→ Description of the task: Rewrite the stretch from the start of the material through the line containing "POLYGON ((276 454, 281", replacing "lawn" with "grass" and leaving everything else unchanged.

→ Listed entries:
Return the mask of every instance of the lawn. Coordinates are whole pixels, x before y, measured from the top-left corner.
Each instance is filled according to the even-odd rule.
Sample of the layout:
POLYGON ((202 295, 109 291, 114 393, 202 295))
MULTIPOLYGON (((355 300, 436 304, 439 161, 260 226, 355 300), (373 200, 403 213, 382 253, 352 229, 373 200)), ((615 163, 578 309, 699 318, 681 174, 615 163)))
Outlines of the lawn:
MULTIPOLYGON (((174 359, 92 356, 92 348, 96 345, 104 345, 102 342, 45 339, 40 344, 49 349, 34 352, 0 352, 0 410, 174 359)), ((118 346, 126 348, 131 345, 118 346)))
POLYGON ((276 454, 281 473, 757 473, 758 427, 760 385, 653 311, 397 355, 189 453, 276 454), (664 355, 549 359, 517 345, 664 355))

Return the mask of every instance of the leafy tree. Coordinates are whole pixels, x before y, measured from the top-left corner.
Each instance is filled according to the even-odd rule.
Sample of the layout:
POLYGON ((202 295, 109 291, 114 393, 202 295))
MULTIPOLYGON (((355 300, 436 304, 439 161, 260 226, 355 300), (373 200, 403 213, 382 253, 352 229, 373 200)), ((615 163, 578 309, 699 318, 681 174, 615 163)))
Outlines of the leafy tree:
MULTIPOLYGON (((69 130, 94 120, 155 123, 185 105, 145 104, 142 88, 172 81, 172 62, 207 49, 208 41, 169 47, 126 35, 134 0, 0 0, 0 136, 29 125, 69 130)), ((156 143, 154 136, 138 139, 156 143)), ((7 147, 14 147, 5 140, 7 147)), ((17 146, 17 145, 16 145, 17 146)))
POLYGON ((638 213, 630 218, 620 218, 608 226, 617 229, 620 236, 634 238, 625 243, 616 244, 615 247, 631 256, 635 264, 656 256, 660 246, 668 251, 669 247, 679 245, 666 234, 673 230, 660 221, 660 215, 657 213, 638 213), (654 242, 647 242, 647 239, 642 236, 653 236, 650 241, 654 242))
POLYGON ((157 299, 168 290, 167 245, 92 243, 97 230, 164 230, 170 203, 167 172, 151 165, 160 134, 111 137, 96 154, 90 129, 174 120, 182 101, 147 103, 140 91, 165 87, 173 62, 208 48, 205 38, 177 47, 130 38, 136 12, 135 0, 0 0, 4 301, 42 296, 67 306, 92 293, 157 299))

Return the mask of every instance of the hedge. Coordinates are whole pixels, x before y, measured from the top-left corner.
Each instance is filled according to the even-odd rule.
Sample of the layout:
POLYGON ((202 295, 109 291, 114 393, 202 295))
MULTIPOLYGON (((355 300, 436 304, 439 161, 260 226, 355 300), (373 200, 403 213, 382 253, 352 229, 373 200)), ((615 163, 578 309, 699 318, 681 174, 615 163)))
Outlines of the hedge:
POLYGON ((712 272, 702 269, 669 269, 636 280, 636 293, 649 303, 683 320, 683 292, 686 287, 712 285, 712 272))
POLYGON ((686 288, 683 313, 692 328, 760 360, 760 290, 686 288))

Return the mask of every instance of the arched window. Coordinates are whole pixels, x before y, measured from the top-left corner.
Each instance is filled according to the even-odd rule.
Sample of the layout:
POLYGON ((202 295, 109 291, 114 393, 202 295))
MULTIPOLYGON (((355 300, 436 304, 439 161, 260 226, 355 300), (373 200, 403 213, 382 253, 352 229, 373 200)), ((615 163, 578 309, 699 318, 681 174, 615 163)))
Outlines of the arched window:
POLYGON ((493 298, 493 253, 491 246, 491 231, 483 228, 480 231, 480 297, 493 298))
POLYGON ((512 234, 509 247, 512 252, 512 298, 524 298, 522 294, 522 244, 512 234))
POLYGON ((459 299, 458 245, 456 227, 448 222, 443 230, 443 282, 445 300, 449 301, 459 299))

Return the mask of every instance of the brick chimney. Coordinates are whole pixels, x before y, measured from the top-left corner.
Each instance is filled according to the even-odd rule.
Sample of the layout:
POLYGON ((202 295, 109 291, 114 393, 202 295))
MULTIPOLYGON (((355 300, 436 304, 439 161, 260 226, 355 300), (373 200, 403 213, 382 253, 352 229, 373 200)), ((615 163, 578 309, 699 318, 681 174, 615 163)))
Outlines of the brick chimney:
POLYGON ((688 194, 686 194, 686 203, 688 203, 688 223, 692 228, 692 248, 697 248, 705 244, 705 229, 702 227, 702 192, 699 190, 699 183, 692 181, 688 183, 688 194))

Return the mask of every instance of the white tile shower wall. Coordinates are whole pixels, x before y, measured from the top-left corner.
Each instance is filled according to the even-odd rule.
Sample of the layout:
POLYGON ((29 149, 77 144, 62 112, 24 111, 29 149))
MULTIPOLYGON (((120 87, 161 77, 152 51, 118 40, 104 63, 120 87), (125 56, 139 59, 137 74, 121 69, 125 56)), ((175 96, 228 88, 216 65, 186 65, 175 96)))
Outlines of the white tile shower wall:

→ Reply to the task:
Return the mask of every instance of the grass. Coordinates are whole pixels, x before y, measured from the top-left corner.
Each instance is filled according to the even-odd rule.
Sample of the layout:
POLYGON ((202 295, 109 291, 114 393, 202 295))
MULTIPOLYGON (((355 300, 436 304, 439 161, 260 226, 355 300), (373 200, 403 213, 382 253, 352 229, 373 200)), ((615 163, 578 309, 699 318, 681 174, 615 163)))
Outlines of the grass:
MULTIPOLYGON (((174 359, 92 356, 92 348, 96 345, 104 345, 102 342, 45 339, 40 344, 49 349, 34 352, 0 352, 0 410, 174 359)), ((118 346, 126 348, 131 345, 118 346)))
POLYGON ((276 454, 281 473, 757 473, 758 427, 760 385, 653 311, 397 355, 189 453, 276 454), (664 355, 549 359, 517 345, 664 355))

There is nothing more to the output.